-- start --

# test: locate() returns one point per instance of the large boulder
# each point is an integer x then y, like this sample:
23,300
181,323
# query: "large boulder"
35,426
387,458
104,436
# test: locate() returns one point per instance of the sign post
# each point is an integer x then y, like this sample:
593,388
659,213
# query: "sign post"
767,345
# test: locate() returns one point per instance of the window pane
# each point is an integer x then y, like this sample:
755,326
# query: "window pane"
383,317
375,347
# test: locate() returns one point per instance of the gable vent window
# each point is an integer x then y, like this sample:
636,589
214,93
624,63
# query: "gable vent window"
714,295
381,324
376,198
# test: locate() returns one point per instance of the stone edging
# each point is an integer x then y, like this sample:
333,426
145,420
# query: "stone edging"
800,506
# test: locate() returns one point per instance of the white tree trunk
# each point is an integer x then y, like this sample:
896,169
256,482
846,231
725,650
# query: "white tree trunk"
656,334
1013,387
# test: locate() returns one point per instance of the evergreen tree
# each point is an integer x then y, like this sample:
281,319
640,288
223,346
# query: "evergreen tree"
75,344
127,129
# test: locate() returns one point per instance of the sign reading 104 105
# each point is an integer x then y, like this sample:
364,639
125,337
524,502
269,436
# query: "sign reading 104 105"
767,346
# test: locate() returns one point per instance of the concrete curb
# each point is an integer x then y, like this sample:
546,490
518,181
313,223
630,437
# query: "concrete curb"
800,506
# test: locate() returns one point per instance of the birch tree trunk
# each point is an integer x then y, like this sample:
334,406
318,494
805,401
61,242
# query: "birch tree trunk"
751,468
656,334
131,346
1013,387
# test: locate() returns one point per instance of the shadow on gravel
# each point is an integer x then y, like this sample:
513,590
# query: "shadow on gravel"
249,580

-- end --

What you are asked to do:
Reproduce all of the material above, substituting "example" for every occurrence of "sample" and leaving everything else unchanged.

Answer for this exercise:
# test: locate() returns one point per instance of the large boulder
# each point is an integer x then y, like this example:
23,300
181,323
# query: "large boulder"
35,426
387,458
104,436
# test: locate() returns one point per instance of the sign post
# each point is an integer x then y, like this example:
593,388
659,213
# query: "sign post"
767,345
# test: locate() returns one point per instance of the window pane
# each point is an integer x then y, like this example:
755,326
# query: "window pane"
383,317
375,347
# test: locate() returns one point per instance of the gable vent window
# each point is an integer x then y, like this example:
636,589
214,93
624,63
# query: "gable vent window"
714,295
381,324
376,198
# test: locate() returns one point per instance of the stone edging
# each point is an integer x then y, like this example:
333,426
145,420
# query: "stone edging"
800,506
# test: locate() returns one point per instance of the white tree trunk
# each point is an integer x then y, like this example:
896,169
256,482
846,231
725,650
# query: "white tree trunk"
656,334
1013,387
# test: locate() returns one point per instance of the evergreen tree
# each point is an integer x then y, like this example:
281,319
640,288
223,346
# query: "evergreen tree"
75,344
127,129
# test: locate() returns one point per instance of the sign reading 104 105
# each point is an integer x then y, like this example:
364,639
125,337
524,502
269,436
# query: "sign reading 104 105"
767,346
# test: locate() returns one point per instance of the concrete curb
# each point is an integer x then y, like this example:
546,490
518,181
313,223
630,437
# query: "concrete curb"
800,506
# test: locate() returns one point per instance of the birch tree trunk
# each point is an integer x then y, like this example:
334,406
318,494
805,401
61,242
# query: "birch tree trunk"
751,468
656,334
131,346
1013,387
# test: locate() returns one point per instance of the shadow on gravel
# each point is an integer x then y, like this example:
513,590
# query: "shadow on gravel"
249,580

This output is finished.